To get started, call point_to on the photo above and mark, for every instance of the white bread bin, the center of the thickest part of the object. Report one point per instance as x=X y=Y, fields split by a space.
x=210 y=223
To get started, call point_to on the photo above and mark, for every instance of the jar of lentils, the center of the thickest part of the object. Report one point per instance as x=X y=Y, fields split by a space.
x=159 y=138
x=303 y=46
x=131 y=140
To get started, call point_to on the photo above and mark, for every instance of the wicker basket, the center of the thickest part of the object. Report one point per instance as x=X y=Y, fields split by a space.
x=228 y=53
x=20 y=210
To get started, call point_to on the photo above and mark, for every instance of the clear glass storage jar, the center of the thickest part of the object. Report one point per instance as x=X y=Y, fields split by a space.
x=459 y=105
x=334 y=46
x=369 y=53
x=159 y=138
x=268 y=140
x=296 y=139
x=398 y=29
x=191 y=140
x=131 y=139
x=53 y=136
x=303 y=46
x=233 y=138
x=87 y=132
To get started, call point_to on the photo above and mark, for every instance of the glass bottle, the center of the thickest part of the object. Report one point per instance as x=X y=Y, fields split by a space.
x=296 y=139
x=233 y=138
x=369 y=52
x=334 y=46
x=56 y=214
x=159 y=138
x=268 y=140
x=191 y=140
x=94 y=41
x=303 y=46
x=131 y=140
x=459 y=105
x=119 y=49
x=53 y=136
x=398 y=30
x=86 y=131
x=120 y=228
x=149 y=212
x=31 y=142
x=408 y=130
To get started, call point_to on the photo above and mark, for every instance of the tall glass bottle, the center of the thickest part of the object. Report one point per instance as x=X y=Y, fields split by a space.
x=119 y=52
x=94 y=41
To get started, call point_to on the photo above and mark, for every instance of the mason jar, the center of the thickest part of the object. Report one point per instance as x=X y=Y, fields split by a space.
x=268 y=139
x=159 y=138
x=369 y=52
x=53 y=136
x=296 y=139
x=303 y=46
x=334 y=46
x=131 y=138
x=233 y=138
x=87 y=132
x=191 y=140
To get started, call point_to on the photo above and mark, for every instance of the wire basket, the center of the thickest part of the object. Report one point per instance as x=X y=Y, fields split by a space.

• [Short exercise]: Rewrite every one of the entries above, swapping "thickest part" for "widest part" and leaving everything else untouched.

• [Correct response]:
To get started, call point_to on the photo above and mark, for every instance of the white bread bin, the center of the widest part of the object. Report one point per instance as x=X y=Y, fields split by a space.
x=210 y=223
To get started, call point_to on the photo above and mark, for every instance of the jar of lentils, the center of the widest part of the object. Report one point per instance as x=X y=Y, fields split by a space.
x=159 y=138
x=303 y=46
x=131 y=140
To get started, call point_to on the photo above and mark, for every instance of the wicker basket, the center of the widest part of the object. Report one point per instance as x=X y=Y, fields split by a space.
x=228 y=53
x=20 y=210
To get started, call point_to on the photo above and mark, for every instance of the clear glass storage jar, the center of the widest part of the object. Report one point per instance as x=X y=Y, fields split by a space.
x=459 y=105
x=334 y=46
x=369 y=53
x=159 y=138
x=268 y=140
x=296 y=139
x=398 y=29
x=191 y=140
x=131 y=139
x=53 y=136
x=303 y=46
x=233 y=138
x=87 y=132
To get started, call point_to on the photo above and mark, for every instance of the glass bottle, the center of the widest part of the object. Report one point per instance as x=X y=Y, fields split by a space.
x=296 y=139
x=233 y=138
x=369 y=52
x=334 y=46
x=56 y=214
x=159 y=138
x=268 y=140
x=191 y=140
x=94 y=41
x=303 y=46
x=131 y=140
x=459 y=105
x=119 y=49
x=53 y=136
x=398 y=30
x=86 y=131
x=120 y=228
x=149 y=212
x=31 y=142
x=408 y=130
To get started, call point_to on the photo above and mark, for every instance of the tall glass bottle, the center of the widest part of the object. Report one point per instance as x=X y=Y, fields split by a space.
x=119 y=52
x=94 y=41
To get started, call point_to on the photo above and mark, for every instance of the mason jar, the center of the widest part of the object. Report one point per instance as x=X y=Y, fields split by a space.
x=268 y=139
x=159 y=138
x=369 y=52
x=53 y=136
x=296 y=139
x=303 y=46
x=334 y=46
x=131 y=138
x=233 y=138
x=87 y=132
x=191 y=140
To get started, call point_to on the photo above and mark, for every instance of the wire basket, the center of the widest part of the object. Report one point per instance as x=X y=Y, fields split by a space.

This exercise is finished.